▶ [To be done] Which lines in the records below contain the word "stone"? List each of those lines in full.

▶ [Record list]
--

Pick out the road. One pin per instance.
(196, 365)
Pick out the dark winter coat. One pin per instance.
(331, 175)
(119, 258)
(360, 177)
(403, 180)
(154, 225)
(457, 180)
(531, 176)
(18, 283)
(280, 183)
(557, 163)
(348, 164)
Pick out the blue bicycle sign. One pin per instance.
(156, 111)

--

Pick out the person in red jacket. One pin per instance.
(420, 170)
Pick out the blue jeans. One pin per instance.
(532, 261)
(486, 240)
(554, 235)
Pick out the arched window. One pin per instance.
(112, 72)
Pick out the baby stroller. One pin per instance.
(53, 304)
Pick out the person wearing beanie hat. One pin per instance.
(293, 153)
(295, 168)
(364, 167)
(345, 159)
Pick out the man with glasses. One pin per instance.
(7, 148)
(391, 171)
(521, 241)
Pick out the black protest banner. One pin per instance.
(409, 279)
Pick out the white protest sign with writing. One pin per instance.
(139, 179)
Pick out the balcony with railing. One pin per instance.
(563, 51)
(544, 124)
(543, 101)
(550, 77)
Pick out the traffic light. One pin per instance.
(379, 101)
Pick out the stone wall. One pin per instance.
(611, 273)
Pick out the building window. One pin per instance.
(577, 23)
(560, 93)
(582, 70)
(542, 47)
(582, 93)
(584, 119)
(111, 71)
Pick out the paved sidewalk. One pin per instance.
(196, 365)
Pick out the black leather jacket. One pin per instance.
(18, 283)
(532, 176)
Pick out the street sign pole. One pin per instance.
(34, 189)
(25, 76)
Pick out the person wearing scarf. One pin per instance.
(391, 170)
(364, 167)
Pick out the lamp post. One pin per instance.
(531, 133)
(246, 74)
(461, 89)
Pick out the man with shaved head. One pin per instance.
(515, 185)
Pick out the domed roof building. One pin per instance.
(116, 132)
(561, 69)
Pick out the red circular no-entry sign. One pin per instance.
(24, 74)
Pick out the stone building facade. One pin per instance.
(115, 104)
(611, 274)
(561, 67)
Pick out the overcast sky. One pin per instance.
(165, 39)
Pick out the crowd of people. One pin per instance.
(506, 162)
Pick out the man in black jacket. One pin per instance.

--

▶ [Task output]
Pick out the stone wall. One pin per instance.
Pick out the stone building facade. One pin per instance.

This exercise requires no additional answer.